#### Work to do:
Recast the lines below as a Markdown table with the columns "No." and "Line," numbering each row and leaving out blank lines and the pictures.

-------- Listing --------

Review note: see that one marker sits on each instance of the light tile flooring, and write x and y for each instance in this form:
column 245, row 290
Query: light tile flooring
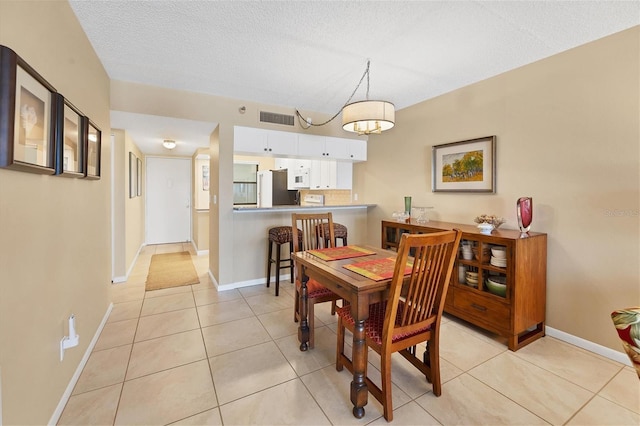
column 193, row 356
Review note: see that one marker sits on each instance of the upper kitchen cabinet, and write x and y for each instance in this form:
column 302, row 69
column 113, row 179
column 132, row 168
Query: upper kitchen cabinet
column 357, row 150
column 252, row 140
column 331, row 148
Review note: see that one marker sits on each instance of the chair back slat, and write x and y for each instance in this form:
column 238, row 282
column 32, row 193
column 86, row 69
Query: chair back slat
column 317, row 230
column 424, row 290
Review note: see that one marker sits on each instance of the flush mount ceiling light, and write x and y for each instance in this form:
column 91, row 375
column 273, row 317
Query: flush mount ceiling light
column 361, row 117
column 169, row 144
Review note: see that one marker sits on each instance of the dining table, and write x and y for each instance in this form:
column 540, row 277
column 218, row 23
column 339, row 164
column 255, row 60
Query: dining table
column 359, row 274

--------

#### Final answer:
| No. | Line |
|---|---|
| 1 | Review note: see that one marker sits on each instance of the light tile flooring, and write x and y for each instance in this form: |
| 2 | column 245, row 290 |
| 3 | Query: light tile flooring |
| 4 | column 193, row 356 |
| 5 | Review note: see that one marker sits on each instance of the upper kitchen cabinet, and write x and y for each instance in this form: |
| 6 | column 302, row 69 |
| 7 | column 113, row 179 |
| 8 | column 132, row 168 |
| 9 | Query: upper kitchen cabinet |
| 10 | column 357, row 150 |
| 11 | column 252, row 140 |
| 12 | column 331, row 148 |
| 13 | Review note: see that one marker sits on each instance of the chair back slat, and write x and y for each instance in this form: |
| 14 | column 238, row 282 |
| 15 | column 32, row 193 |
| 16 | column 86, row 69 |
| 17 | Query: chair back slat |
| 18 | column 317, row 230 |
| 19 | column 424, row 290 |
| 20 | Review note: see that one marker sits on each instance of the flush mount ceiling light, and write x and y for each instance in this form: |
| 21 | column 91, row 375 |
| 22 | column 273, row 317 |
| 23 | Query: flush mount ceiling light |
| 24 | column 361, row 117 |
| 25 | column 169, row 144 |
| 26 | Review note: see that one marker sits on each instance of the dining table, and write x and y for each instance in this form: |
| 27 | column 540, row 277 |
| 28 | column 218, row 23 |
| 29 | column 339, row 164 |
| 30 | column 255, row 60 |
| 31 | Query: dining table |
| 32 | column 359, row 274 |